● **Directions for this task**
Find each line of the material below in which the word "pick" occurs, and return it.
****************
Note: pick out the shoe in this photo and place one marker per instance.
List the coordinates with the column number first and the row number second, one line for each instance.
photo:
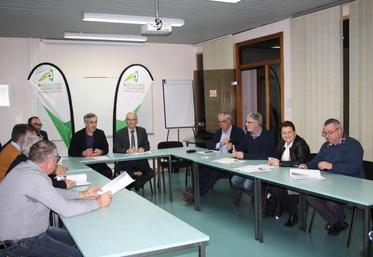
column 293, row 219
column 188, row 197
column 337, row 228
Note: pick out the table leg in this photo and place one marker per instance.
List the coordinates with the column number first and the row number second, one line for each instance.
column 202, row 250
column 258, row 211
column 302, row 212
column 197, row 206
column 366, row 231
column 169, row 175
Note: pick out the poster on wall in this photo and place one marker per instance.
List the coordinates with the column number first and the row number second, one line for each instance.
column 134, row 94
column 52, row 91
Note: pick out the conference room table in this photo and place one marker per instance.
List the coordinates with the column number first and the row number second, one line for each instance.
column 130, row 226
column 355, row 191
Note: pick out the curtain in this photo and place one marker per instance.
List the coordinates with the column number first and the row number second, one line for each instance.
****************
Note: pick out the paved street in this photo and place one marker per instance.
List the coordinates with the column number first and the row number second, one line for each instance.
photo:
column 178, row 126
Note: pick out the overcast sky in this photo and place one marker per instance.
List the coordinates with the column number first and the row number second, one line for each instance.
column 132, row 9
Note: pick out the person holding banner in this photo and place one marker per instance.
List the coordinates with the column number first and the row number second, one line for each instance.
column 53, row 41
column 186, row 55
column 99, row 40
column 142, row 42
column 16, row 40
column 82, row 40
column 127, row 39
****************
● **Reply**
Note: pick out the shoe in this photo and place one marker per instance.
Note: pick out the table leg in this photo and place one marker per instance.
Note: pick out the poster on wall in this photo and place one marker per instance.
Note: pick out the conference room table in this photo and place one marker per instance.
Note: pick out the curtain in this photo and place one marker per instance.
Note: pick out the paved street in this photo and place one marker per instance.
Note: pick out the overcast sky in this photo and place one marker per instance.
Note: pick out the person holding banner in this photo and place one marker per instance.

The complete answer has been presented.